- _WRITTEN INSTRUCTION 1_
Retype the passage on HMS Tantalus and Operation Rimau from "Perhaps the mention" to "Sten gun each.", keeping every word and mark unchanged.
- _WRITTEN INSTRUCTION 2_
Extend the passage on HMS Tantalus and Operation Rimau past its final sentence, continuing in the same style and leaving the material after it untouched.

──────── SOURCE EXCERPT ────────

Next stop was the online BT directory enquiries and once I was confident I had the right ‘Tibbs’ I wrote a letter. A few days later Michael and I were exchanging emails, and he was generously answering some questions about Operation Rimau. A copy followed of his excellent war memoir, Hello Lad, Come to Join the Navy? in which Michael described his three years’ service on cruisers and destroyers in the Mediterranean, Atlantic and Arctic before joining Tantalusin the summer of 1943. The chapter of most interest to me recounted Michael’s minor role in Operation Rimau.

The Tantalus sailed from Western Australia on 16 October, 1944 on its sixth war patrol under the command of Lt Commander Hugh ‘Rufus’ Mackenzie, DSO. It would become an epic patrol that covered 11,600 miles and lasted 51 days.


 Hugh ‘Rufus’ Mackenzie, commander of HMS Tantalus, seen here during the war, was a charismatic officer who inspired his crew. (IWM A 10254)

Once the submarine reached its operational area, Tantalus patrolled the waters off Borneo and Malaysia and sunk two vessels in three weeks. Tantalus wasn’t always the hunter; on one occasion the sub was depth-charged by two Japanese destroyers and for two hours they played cat and mouse at a depth of only 50ft. ‘I thought it was the end,’ reflected Tibbs. ‘But thanks to Rufus, it was not.’ Mackenzie barked orders with cool precision so that the submarine kept just ahead of the falling charges. 

On 11 November the Tantalus launched a surface attack against the Pahang Maru and captured nine crew and a Japanese soldier. (Author’s Collection - Courtesy of Jeremy Chapman)

Tibbs celebrated his 23rd birthday on 21 November, just as Tantalus neared Merapas to fulfil its rendezvous with the Rimau commandos. As a birthday treat, Tibbs asked Mackenzie if he might accompany the two Z Special Unit soldiers whose task it was to canoe to the island to collect their comrades.

’I had to remove all badges of rank, all identity disks and everything like that and wear something very dark,’ recalled Tibbs, who complied with the instructions, cutting off an end of his scarf to use as a cap comforter. He was also given a cyanide capsule, for use ’to avoid you being captured and questioned.’

Perhaps the mention of the suicide pill – standard issue to all members of Z Special Unit – unnerved Mackenzie, for he changed his mind and ordered his lieutenant to remain on board Tantalus. ‘The risk,’ Tibbs was informed, ‘was not justifiable’.

Tantalus spent 21 November reconnoitring Merapas from below the surface, coming in as close as 1,000 yards. ’Nothing suspicious was seen but there were no signs of the party,’ wrote Mackenzie in his report. That evening the two soldiers, Englishman Walter Chapman and Australian Ron Croton, paddled ashore in a canoe, laden with compo rations and a silent Sten gun each.

Walter Chapman on Merapas as photographed by Ron Croton, a picture probably taken from the east coast looking west, with Wild Cat Hill in the background. (Author’s Collection - Courtesy of Jeremy Chapman)

They returned the following evening with grim news. They had encountered none of the Z Special Unit men; they had certainly been on the island but they had departed, in some haste evidently, for Chapman and Croton had discovered half-eaten tins of food and discarded chocolate wrappers next to lean-tos. They also found a couple of empty packets of Three Castles cigarettes, the brand smoked by Z Special Unit. It was, as Chapman told Tibbs, ‘like the ship Mary Celeste’, the American merchant vessel, discovered adrift in the Atlantic in 1872 having been hurriedly abandoned for no apparent reason.

──────── DATA ────────

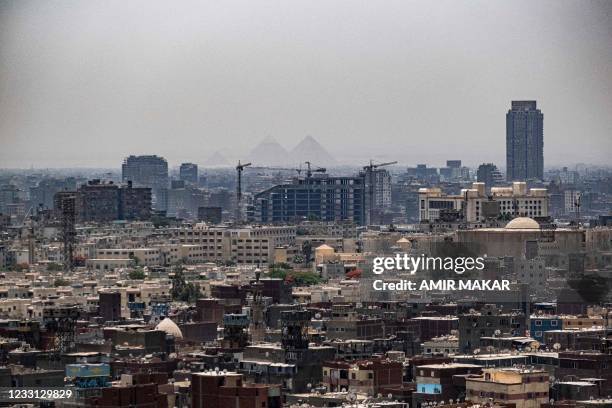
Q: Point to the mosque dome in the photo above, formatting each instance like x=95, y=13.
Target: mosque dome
x=523, y=223
x=169, y=327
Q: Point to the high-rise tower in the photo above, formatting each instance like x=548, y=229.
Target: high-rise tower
x=524, y=142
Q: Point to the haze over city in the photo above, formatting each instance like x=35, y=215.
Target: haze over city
x=85, y=84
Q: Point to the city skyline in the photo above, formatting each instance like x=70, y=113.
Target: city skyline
x=137, y=80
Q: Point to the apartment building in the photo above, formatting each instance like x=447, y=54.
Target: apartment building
x=525, y=388
x=246, y=245
x=475, y=205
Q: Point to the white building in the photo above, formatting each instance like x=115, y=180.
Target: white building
x=471, y=204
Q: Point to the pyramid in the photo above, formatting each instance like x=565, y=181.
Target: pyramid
x=216, y=159
x=269, y=153
x=310, y=150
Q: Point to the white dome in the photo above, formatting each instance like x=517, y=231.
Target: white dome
x=523, y=223
x=169, y=327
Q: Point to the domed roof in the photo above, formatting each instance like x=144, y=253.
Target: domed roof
x=523, y=223
x=170, y=327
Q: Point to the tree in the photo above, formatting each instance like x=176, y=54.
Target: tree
x=137, y=274
x=307, y=251
x=60, y=282
x=54, y=267
x=182, y=290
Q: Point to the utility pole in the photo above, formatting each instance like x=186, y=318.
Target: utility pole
x=239, y=169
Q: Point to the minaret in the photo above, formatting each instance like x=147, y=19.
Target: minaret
x=257, y=328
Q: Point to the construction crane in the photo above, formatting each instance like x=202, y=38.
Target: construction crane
x=369, y=184
x=310, y=170
x=239, y=169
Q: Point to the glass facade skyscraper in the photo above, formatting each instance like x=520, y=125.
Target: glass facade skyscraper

────────

- _EXERCISE ANSWER 1_
Perhaps the mention of the suicide pill – standard issue to all members of Z Special Unit – unnerved Mackenzie, for he changed his mind and ordered his lieutenant to remain on board Tantalus. ‘The risk,’ Tibbs was informed, ‘was not justifiable’.

Tantalus spent 21 November reconnoitring Merapas from below the surface, coming in as close as 1,000 yards. ’Nothing suspicious was seen but there were no signs of the party,’ wrote Mackenzie in his report. That evening the two soldiers, Englishman Walter Chapman and Australian Ron Croton, paddled ashore in a canoe, laden with compo rations and a silent Sten gun each.

- _EXERCISE ANSWER 2_
In the 1990s controversy erupted over Mackenzie’s decision to prioritise sinking enemy vessels over rendezvousing with the Z Special Unit party on Merapas. Australian historians accused him of negligence, a charge that was repeated in The Times in June 1994. Mackenzie rebutted the accusation in a subsequent letter to the newspaper. ‘I deny strongly that I either “failed to obey” or “ignored” my orders in regard to Tantalus’s part in the operation,’ he wrote. ‘On the contrary, these were very much in the forefront of my mind throughout that patrol.’ Mackenzie then explained that the Japanese had raided Merapas at the start of November, killing two of the commandos and prompting the rest to flee in canoes and small local boats. It was therefore irrelevant to argue about the date of Tantalus’sarrival off the island.

Michael Tibbs told me that he has never wavered in his belief that Mackenzie executed his instructions entirely satisfactorily, and it angers him that his captain’s reputation was traduced in the last years of his life. I agree.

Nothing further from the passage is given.